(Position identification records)
======
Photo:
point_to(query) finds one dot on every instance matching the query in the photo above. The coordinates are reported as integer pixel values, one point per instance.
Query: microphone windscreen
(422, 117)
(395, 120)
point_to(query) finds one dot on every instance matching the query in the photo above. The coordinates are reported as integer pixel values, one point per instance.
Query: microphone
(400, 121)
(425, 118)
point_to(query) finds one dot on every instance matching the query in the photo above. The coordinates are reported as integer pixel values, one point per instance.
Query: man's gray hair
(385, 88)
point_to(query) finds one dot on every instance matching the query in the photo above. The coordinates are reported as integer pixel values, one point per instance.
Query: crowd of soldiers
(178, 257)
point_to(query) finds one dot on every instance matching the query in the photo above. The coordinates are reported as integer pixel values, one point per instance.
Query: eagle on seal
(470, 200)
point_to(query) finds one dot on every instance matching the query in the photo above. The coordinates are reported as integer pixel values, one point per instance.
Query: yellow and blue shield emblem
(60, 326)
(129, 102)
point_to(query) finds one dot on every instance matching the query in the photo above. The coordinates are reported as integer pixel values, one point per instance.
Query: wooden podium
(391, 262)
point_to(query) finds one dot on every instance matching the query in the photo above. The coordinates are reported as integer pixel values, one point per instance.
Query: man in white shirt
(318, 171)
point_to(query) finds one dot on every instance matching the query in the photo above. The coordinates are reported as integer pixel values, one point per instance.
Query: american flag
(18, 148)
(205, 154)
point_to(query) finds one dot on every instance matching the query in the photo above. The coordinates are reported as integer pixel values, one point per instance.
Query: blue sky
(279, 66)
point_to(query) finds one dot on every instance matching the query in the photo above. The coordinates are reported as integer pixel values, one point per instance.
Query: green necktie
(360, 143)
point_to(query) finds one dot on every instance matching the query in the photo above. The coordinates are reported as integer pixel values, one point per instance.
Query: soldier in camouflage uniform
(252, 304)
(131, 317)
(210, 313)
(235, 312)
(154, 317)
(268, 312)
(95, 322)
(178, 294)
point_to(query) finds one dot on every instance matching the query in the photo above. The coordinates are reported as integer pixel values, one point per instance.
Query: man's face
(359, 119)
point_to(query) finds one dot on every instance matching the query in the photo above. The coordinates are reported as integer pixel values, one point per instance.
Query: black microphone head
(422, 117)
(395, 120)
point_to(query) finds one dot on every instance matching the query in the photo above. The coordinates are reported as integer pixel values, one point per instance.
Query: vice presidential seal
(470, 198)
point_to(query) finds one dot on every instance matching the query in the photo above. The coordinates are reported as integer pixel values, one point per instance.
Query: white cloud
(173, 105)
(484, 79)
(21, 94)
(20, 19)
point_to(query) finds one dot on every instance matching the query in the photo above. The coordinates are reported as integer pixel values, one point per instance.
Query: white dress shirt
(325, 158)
======
• WORK REQUIRED
Restate the data above word for word, please.

• SOLUTION
Photo:
point_to(query) finds one dot on every instance matching the query in the photo above. The coordinates are reported as integer pixel values, one point per instance.
Query: microphone windscreen
(422, 117)
(395, 120)
point_to(query) finds one dot on every instance matching the query in the photo above. The coordinates are reported as integer pixel values, one point per instance.
Query: microphone
(400, 121)
(425, 118)
point_to(query) finds one dot on every instance matching the query in the photo above. The coordinates are reported as integer pixel values, one point per instance.
Query: man's gray hair
(385, 88)
point_to(query) finds one dot on every instance matching the query in the photo above. The coordinates are reported as integer pixel values, one point per instance.
Query: crowd of soldiers
(178, 257)
point_to(query) finds one dot on every instance matching the query in the photo above. The coordinates are reported as integer pixel values, one point per instance.
Query: eagle on seal
(470, 200)
point_to(query) finds one dot on every instance matching the query in the photo above. The coordinates are reported as integer pixel values, one point per instance.
Query: yellow and blue shield emblem
(60, 326)
(129, 102)
point_to(query) finds one dot on every instance matching the query in the photo above. The coordinates are reported as integer pixel values, one point per instance.
Query: wooden podium
(391, 262)
point_to(query) finds one dot on every instance matching the query in the photo above. The coordinates are reported as integer pixel values, one point per instance.
Query: man in white shirt
(318, 171)
point_to(query) finds one dot on every instance matching the query in the photo above. The coordinates are reported as integer pixel values, one point per instance.
Query: american flag
(18, 148)
(205, 154)
point_to(query) finds one dot on every instance matching the query in the photo above. The coordinates are reported as integer pixel values, one point per instance.
Query: blue sky
(279, 66)
point_to(query) finds one dot on every instance matching the query in the photo above. The coordinates are reported as integer pixel values, one point per instance.
Query: green necktie
(360, 143)
point_to(query) finds one dot on every instance matching the query in the photo above. The coordinates are reported as integer pixel values, one point per instance.
Query: soldier in camouflage uniform
(252, 304)
(131, 317)
(210, 313)
(235, 312)
(154, 317)
(268, 312)
(95, 322)
(178, 294)
point_to(query) finds one dot on every instance matching the query in the photo above. The coordinates are reported as integer pixel values, one point per instance.
Query: man's face
(359, 119)
point_to(query) finds one dot on every instance matching the query in the photo above. The coordinates are reported as integer pixel values, one point per instance.
Query: black microphone head
(422, 117)
(395, 120)
point_to(query) finds one dot on every instance matching the query in the photo above. The coordinates are reported as integer pixel values, one point per instance.
Query: vice presidential seal
(470, 198)
point_to(query) finds one dot on every instance matching the query in the photo above. The coordinates are reported as integer pixel values, one point per instance.
Query: white cloud
(173, 105)
(484, 79)
(21, 94)
(20, 19)
point_to(query) finds one dot on every instance matching the query in the photo above. The coordinates are reported as integer pixel values, one point per instance.
Query: white dress shirt
(325, 158)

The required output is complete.